* YOUR GOAL: A single number is all that's needed: how many lines in the data contain the string "tree".

* EXERCISE INPUT:
·····
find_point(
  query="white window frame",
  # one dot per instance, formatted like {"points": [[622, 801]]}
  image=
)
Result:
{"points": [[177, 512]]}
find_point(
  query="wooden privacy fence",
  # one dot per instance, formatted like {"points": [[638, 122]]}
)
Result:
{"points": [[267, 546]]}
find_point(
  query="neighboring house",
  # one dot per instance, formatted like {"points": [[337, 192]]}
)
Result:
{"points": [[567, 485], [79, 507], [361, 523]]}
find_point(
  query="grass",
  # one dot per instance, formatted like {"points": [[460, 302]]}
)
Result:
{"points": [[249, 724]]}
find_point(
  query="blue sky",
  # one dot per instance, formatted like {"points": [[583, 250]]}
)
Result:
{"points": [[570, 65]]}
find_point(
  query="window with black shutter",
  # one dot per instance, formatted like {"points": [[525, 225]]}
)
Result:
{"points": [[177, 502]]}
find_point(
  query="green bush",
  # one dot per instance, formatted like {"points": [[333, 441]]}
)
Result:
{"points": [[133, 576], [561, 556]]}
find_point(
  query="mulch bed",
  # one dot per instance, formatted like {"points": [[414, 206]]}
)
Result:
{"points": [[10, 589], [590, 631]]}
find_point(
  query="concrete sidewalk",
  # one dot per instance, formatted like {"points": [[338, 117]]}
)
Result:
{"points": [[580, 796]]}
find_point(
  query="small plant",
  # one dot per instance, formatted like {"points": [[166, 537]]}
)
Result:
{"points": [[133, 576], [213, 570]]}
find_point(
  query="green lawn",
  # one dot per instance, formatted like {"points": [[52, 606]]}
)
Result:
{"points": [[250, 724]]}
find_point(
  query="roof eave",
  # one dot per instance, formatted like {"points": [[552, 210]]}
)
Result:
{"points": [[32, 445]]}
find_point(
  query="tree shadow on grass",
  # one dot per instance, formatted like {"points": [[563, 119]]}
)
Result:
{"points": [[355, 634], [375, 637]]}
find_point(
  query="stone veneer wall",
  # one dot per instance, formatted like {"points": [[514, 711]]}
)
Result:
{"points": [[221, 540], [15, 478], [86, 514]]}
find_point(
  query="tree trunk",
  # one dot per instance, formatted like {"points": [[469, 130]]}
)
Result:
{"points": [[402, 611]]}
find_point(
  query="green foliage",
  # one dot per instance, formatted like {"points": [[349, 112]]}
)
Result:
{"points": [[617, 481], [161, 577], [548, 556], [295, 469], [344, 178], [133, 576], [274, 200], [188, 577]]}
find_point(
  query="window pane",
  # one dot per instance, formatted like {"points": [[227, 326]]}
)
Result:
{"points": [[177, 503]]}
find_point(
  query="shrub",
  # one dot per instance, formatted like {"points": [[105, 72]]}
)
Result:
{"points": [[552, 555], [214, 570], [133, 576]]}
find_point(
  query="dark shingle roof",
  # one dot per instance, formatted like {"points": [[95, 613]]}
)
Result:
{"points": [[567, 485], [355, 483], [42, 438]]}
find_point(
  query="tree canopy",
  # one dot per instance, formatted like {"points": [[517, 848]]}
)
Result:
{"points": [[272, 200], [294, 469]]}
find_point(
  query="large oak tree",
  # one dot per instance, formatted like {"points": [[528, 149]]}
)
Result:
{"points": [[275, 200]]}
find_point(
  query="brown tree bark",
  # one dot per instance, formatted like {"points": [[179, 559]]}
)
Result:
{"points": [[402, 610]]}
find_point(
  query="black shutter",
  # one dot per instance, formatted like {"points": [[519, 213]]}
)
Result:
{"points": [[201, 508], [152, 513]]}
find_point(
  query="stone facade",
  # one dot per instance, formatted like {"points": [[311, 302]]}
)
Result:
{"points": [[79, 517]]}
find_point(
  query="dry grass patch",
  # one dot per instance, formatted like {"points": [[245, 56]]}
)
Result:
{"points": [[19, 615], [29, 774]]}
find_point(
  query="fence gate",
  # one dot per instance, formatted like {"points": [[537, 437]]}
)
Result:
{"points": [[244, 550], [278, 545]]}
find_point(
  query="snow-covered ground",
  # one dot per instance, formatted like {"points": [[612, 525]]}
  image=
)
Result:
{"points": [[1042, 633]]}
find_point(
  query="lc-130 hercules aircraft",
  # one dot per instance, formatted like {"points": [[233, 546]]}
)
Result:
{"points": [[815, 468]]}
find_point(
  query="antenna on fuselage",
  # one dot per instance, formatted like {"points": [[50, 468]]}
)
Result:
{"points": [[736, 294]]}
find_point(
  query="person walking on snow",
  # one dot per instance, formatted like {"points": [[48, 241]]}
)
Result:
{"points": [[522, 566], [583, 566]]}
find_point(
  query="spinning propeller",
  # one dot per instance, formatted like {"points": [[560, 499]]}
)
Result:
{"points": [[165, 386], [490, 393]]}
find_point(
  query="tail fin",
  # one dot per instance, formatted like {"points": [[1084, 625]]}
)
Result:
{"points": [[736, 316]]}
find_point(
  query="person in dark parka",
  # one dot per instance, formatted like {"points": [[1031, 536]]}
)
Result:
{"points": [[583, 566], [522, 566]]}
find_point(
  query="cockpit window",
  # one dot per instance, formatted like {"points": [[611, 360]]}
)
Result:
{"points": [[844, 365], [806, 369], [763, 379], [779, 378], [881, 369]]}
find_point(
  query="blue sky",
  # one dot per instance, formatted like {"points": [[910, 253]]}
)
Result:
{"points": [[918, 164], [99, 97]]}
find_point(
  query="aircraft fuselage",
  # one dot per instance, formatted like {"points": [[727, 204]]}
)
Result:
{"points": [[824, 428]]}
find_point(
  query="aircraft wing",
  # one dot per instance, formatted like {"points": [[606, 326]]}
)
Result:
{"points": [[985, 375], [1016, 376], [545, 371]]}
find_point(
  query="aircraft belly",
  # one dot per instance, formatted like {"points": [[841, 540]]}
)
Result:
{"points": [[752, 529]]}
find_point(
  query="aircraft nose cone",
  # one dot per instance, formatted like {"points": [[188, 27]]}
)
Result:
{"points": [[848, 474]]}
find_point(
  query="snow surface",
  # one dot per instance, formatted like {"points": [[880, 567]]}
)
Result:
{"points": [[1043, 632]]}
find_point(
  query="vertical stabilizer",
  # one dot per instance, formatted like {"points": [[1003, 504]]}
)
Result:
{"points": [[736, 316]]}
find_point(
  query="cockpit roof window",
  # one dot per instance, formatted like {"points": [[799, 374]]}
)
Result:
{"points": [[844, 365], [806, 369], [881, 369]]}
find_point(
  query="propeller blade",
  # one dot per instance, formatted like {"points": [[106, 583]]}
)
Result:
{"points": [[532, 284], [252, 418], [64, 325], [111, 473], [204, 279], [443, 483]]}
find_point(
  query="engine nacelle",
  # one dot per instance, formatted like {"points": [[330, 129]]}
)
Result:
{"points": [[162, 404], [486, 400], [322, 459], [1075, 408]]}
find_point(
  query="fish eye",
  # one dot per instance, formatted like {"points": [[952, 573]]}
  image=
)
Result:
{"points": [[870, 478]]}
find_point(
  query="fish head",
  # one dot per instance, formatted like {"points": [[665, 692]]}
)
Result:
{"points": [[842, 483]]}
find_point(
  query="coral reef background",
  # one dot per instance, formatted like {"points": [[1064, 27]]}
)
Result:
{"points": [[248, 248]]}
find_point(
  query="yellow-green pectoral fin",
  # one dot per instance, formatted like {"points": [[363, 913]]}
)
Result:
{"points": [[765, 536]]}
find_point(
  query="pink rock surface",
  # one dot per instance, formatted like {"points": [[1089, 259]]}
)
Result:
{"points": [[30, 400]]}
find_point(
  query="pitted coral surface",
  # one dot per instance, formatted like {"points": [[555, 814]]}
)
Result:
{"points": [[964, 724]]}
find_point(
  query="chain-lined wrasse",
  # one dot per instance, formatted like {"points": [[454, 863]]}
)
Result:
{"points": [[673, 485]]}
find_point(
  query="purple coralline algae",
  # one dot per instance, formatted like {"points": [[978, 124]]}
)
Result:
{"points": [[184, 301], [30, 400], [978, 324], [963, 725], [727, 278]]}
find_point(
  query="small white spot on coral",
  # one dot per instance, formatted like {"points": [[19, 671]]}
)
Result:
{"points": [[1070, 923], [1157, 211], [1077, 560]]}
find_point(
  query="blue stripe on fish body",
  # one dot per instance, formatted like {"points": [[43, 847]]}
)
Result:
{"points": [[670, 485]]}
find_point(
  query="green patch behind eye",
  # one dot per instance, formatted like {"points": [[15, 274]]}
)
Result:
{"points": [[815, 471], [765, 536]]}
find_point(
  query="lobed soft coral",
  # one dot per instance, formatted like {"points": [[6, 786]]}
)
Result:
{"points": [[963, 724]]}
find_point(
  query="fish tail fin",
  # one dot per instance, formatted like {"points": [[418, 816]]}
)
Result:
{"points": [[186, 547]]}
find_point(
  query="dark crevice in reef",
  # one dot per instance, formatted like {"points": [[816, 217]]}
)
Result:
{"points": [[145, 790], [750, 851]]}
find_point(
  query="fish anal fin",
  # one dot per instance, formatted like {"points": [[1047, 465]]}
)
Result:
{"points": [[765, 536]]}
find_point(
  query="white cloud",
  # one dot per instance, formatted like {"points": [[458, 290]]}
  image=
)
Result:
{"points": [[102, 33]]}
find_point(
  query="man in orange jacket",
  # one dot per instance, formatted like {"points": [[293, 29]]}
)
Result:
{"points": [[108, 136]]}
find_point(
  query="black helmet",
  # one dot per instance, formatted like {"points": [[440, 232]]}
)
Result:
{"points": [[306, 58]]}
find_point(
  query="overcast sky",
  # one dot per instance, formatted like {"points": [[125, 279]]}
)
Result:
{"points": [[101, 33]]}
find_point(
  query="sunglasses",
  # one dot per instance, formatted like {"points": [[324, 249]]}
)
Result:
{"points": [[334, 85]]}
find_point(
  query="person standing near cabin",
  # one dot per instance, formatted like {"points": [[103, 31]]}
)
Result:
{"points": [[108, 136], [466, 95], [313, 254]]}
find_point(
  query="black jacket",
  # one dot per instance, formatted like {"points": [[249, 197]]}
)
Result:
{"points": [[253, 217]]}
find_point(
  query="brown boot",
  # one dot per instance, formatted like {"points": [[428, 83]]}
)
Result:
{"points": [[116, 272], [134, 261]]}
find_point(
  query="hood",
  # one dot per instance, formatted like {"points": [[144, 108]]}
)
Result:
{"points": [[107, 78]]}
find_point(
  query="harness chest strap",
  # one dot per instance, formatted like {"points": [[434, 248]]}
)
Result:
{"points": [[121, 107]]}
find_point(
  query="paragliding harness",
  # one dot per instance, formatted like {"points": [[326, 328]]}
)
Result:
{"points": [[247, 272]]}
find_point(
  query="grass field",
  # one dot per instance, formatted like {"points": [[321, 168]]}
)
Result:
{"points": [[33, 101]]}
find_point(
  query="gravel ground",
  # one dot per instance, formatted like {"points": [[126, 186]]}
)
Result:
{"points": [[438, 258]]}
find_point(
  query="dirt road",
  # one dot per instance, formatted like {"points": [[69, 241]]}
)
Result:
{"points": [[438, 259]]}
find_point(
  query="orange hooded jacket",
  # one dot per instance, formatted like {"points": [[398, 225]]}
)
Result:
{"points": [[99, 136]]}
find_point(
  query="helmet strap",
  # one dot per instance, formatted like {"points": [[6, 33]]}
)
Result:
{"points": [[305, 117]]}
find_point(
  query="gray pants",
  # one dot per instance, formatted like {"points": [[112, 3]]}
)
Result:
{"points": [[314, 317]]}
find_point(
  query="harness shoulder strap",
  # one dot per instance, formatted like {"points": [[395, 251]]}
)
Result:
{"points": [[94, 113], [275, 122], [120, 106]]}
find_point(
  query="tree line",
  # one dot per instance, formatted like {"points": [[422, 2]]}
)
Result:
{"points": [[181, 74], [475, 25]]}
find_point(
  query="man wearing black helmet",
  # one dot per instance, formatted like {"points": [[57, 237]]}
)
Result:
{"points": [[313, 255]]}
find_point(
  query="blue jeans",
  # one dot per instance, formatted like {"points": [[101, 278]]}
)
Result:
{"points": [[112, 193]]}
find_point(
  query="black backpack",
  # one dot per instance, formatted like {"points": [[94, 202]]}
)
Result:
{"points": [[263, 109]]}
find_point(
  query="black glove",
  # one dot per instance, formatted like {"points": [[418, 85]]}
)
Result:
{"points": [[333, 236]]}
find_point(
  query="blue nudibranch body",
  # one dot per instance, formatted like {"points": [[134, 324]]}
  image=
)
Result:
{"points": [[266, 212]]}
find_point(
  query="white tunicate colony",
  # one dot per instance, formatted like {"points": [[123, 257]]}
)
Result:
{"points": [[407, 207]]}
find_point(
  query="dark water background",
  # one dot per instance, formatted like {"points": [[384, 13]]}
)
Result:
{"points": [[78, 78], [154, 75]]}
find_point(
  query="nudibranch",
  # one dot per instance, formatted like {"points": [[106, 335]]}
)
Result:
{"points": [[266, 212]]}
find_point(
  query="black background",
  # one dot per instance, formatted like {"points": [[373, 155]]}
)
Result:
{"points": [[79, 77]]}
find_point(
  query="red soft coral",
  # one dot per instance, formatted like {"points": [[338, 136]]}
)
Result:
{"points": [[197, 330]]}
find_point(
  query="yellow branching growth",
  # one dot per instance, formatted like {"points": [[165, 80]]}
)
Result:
·····
* OUTPUT BELOW: 6